_WHAT THE TASK REQUIRES_
Pull out the passage of the Mickey 17 review that runs from "Uneven as it" to "the ‘future-now’ is.", copying it word for word.

_TEXT_
• • • •

Uneven as it is, Robert Pattinson’s Mickeys are the main players in the unwieldy and roiling space satire, and it is difficult not to feel for the guy(s). Bong’s (loose) adaptation of Edward Ashton’s novel retains some of the philosophical quandaries regarding identity, memory, and individuation. The film is excessively “of the moment” and that can be both a blessing and a curse. There’s no application of reason to an unreasonable world that will make sense, and as such Bong employs slapstick shenanigans to highlight how blood curdling the world of the ‘future-now’ is.
Mickey 17 is a minor work for Bong Joon-ho, but it is consistently engaging and absurd, sneaking in its ethical and ecological minefields for the unsuspecting. There are strong acting turns by the supporting cast who include Thomas Turgoose, Cameron Britton, Patsy Ferran, and Steve Park. Anyone expecting Parasite or Memories of a Murder and Host levels of Bong’s genius will be disappointed, but those who liked Okja and Snowpiercer will be more onboard with Mickey 17.

• • • •

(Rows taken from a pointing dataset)

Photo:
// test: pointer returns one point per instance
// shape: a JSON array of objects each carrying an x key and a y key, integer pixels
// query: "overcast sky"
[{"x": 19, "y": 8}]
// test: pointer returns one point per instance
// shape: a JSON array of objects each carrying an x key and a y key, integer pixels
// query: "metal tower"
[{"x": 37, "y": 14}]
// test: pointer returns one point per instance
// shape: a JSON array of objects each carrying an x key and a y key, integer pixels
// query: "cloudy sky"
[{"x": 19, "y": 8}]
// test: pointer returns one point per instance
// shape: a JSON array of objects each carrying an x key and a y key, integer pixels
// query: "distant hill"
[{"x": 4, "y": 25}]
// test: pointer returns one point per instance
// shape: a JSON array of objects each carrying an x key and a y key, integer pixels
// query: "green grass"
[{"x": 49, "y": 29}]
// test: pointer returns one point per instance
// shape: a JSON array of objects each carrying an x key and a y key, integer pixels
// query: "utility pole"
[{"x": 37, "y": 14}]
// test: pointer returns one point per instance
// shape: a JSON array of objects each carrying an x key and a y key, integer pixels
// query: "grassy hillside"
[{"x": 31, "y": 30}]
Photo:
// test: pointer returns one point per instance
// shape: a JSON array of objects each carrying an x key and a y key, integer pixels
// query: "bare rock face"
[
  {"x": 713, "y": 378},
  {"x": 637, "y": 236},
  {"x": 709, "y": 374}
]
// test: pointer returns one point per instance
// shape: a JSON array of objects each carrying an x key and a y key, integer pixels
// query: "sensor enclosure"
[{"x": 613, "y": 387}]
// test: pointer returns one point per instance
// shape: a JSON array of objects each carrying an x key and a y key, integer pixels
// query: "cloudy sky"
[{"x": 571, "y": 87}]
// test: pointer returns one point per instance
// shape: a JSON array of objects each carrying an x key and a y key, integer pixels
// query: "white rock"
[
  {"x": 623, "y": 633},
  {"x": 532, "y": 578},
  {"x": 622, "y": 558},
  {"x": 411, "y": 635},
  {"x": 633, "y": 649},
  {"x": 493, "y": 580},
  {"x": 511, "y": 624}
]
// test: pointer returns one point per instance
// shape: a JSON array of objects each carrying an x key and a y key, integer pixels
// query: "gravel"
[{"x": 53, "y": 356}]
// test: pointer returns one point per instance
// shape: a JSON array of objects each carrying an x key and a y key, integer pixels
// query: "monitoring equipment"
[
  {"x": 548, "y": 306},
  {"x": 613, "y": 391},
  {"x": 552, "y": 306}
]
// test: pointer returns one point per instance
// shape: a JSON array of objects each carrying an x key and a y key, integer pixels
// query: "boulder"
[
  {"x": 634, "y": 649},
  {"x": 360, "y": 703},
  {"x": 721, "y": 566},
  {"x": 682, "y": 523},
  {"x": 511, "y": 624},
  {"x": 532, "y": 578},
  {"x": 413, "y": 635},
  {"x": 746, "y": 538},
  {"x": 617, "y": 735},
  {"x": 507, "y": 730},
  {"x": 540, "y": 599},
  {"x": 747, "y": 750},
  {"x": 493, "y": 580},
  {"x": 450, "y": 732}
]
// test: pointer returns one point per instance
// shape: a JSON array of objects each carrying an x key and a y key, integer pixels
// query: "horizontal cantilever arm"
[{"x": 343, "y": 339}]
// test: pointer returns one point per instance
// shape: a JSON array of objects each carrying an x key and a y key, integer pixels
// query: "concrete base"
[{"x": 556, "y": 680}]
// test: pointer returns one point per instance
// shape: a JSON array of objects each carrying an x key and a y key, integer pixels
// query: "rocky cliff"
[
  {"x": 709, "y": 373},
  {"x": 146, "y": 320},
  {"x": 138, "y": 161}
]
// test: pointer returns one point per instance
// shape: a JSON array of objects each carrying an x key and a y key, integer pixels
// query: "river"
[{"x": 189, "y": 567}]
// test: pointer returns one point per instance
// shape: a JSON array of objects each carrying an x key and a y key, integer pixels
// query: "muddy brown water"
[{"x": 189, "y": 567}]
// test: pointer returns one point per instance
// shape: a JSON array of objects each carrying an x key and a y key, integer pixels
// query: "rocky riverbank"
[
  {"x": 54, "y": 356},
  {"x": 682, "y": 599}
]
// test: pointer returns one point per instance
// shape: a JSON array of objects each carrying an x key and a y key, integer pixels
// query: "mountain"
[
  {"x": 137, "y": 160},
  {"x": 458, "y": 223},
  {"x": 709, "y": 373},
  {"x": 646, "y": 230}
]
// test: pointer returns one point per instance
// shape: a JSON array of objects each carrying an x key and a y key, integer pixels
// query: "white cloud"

• • • •

_RESPONSE_
Uneven as it is, Robert Pattinson’s Mickeys are the main players in the unwieldy and roiling space satire, and it is difficult not to feel for the guy(s). Bong’s (loose) adaptation of Edward Ashton’s novel retains some of the philosophical quandaries regarding identity, memory, and individuation. The film is excessively “of the moment” and that can be both a blessing and a curse. There’s no application of reason to an unreasonable world that will make sense, and as such Bong employs slapstick shenanigans to highlight how blood curdling the world of the ‘future-now’ is.